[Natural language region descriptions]
BEGIN
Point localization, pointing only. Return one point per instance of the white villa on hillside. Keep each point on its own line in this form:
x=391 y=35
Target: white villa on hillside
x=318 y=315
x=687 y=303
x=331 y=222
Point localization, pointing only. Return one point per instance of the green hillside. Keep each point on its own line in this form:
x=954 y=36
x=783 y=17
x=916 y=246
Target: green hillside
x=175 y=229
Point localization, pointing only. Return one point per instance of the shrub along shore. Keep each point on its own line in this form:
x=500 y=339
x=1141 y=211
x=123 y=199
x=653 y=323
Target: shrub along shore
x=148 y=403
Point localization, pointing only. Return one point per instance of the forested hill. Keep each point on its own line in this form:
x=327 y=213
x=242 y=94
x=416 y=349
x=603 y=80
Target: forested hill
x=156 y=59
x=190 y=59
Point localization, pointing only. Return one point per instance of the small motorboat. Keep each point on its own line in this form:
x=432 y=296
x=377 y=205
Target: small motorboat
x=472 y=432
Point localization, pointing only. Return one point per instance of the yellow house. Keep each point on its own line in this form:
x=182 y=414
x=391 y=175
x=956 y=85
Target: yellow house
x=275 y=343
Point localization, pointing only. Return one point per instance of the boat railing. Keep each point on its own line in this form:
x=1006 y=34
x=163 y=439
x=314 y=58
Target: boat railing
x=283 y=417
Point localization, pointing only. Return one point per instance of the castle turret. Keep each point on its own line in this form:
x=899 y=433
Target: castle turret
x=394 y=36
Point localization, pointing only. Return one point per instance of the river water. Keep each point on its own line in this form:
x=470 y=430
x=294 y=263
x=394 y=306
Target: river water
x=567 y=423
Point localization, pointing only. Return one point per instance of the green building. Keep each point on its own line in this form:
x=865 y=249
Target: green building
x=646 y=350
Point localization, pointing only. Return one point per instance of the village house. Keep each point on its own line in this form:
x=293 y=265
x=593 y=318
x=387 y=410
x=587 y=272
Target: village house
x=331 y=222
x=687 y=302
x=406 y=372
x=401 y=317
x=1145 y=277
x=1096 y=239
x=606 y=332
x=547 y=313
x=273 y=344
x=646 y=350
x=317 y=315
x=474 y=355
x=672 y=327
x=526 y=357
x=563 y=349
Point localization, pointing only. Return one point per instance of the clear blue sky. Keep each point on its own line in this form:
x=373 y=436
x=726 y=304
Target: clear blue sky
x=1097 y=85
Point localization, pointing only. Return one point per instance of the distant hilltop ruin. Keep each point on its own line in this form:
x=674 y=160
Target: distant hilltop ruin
END
§ **WHAT THE EXERCISE ASKS**
In the records above, find the line containing "x=916 y=246" and restate word for word every line from the first through that one.

§ **PROBLEM SOLUTION**
Point localization, pointing only. Return one point per instance of the white villa on hillside. Keep each point on its own line in this form:
x=391 y=35
Target: white villa on hillside
x=318 y=315
x=687 y=303
x=331 y=222
Point localization, pointing only. Return one point per instance of the green hillside. Keep each point on its own line in this form:
x=954 y=36
x=783 y=17
x=916 y=246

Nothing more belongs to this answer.